=== TASK TO CARRY OUT ===
Write what comes next in the text on applied general-equilibrium modeling, picking up right after its last line.

— START OF TEXT SECTION —

Thus we will formulate a general equilibrium model as a square system of weak

inequalities, each with an associated non-negative variable. This is referred to as a

complementarity problem in mathematics, and the associated variables are referred to as

complementary variables.

Software other than that used here (GAMS and MPS/GE) generally do not allow the user

to solve complementarity problems, greatly limiting model formulation and the range of

comparative statics questions analyzed by the modeler.

2. Steps in Applied General-Equilibrium Modeling

Here are the “normal” steps in applied general-equilibrium modeling.

(1)

Specify dimensions of the model.

•

Numbers of goods and factors

•

Numbers of consumers

•

Numbers of countries

•

Numbers of active markets

(2)

Chose functional forms for production, transformation, and utility functions; specification

of side constraints.

•

Includes choice of outputs and inputs for each activity

•

Includes specification of initially slack activities

(3)

— END OF TEXT SECTION —
— START OF RECORD LIST —

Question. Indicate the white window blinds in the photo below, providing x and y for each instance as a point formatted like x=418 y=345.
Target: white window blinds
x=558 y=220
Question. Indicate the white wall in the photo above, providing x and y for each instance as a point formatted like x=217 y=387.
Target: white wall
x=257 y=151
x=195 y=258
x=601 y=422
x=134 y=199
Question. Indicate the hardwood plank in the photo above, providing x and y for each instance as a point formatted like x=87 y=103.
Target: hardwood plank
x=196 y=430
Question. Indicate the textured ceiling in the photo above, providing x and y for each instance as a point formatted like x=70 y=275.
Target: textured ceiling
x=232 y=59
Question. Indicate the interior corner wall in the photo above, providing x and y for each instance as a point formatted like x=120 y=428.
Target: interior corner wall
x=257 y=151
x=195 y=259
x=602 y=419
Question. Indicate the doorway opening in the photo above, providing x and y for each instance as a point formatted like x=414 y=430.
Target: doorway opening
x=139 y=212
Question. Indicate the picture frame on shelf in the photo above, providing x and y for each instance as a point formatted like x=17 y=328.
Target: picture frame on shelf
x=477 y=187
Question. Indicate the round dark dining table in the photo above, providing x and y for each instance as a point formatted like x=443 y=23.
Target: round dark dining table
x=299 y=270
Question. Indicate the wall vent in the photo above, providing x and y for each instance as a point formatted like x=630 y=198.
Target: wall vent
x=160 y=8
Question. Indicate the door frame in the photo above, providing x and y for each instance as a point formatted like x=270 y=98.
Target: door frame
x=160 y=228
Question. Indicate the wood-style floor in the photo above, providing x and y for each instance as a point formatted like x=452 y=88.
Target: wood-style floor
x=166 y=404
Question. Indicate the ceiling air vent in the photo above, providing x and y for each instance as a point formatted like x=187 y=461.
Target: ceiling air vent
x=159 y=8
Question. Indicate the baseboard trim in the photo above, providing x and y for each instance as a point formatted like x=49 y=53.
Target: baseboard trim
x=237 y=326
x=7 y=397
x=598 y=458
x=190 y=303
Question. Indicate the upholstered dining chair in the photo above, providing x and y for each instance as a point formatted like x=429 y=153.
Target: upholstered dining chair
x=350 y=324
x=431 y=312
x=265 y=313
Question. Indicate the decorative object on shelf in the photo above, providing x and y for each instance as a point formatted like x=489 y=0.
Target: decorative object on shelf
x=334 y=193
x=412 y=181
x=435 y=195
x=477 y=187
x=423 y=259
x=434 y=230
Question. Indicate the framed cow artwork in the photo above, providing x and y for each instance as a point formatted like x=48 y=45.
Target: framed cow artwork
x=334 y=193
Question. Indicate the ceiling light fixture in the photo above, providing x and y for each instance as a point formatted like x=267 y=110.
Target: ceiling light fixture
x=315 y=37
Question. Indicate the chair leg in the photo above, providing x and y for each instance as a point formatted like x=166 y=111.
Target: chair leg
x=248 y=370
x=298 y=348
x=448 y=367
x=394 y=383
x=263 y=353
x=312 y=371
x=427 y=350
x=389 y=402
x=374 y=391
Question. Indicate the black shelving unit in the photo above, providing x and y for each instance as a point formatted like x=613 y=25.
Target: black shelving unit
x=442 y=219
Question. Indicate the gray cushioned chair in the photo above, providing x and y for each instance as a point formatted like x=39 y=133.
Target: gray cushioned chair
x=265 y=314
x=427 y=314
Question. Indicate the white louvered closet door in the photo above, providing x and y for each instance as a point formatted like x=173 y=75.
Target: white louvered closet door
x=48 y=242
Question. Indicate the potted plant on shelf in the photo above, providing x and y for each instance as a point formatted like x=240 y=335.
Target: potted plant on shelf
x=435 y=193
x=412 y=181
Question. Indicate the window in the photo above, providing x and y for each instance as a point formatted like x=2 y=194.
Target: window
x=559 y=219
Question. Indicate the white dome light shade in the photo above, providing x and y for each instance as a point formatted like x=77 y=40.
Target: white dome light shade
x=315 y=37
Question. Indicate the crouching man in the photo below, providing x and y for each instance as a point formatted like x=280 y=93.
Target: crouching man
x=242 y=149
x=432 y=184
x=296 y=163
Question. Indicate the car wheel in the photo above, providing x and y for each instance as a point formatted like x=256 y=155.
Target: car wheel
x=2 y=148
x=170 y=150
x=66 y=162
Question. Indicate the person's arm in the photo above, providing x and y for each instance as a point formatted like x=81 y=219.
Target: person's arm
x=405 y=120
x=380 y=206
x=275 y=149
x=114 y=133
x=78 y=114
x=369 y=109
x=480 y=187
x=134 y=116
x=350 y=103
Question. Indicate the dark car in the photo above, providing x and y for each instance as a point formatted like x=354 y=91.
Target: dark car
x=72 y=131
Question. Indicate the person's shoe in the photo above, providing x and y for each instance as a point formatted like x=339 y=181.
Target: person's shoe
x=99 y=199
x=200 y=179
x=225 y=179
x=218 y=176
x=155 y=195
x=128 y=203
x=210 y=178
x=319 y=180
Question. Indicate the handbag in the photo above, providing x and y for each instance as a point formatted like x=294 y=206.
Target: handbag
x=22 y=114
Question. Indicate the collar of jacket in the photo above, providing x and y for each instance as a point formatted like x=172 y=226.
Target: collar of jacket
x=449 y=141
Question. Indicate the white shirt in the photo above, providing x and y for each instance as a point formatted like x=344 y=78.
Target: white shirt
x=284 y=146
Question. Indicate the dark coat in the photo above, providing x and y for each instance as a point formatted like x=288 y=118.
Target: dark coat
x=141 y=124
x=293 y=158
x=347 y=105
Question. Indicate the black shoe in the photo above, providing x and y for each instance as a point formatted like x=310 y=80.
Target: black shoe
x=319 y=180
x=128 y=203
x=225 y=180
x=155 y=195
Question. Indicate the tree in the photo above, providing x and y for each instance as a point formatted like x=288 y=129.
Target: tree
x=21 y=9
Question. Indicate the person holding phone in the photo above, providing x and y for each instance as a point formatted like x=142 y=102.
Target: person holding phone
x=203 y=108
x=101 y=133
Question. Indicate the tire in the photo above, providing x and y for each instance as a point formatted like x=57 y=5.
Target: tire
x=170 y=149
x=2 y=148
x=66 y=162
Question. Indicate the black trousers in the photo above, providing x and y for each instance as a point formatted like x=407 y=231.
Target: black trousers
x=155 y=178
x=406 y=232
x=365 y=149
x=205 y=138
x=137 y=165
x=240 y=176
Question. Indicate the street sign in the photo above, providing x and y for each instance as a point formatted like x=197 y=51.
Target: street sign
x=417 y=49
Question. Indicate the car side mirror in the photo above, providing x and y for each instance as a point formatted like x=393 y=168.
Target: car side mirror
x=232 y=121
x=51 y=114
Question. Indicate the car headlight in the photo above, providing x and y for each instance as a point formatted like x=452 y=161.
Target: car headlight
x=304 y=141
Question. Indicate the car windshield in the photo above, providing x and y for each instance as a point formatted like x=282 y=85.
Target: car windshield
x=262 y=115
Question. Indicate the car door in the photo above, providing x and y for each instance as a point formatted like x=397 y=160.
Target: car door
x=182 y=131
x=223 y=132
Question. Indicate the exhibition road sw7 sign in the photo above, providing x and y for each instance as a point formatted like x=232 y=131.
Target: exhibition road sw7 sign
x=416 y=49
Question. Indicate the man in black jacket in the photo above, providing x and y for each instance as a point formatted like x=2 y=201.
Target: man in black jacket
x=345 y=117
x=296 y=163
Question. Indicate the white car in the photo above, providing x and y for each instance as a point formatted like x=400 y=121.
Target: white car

— END OF RECORD LIST —

=== RESULT OF THE TASK ===
Construct micro-consistent data set.

•

Data satisfies zero profits for all activities, or if profits are positive, assignment of

revenues

•

Data satisfies market clearing for all markets

(4)

Calibration – parameters are chosen such that functional forms and data are consistent.

•

By “consistent” we mean that the data represent a solution to the model

(5)

Replication – run model to see if it reproduces the input data.

(6)

Counter-factual experiments.

Steps (3) and (4) are not strictly speaking necessary. The software can be used for pure

simulation analysis, in which there initially is no data.

However, in learning the software, it is very valuable to start by writing down a micro-consistent

data set and then transform that into code such that the solution to the model reproduces the

initial data.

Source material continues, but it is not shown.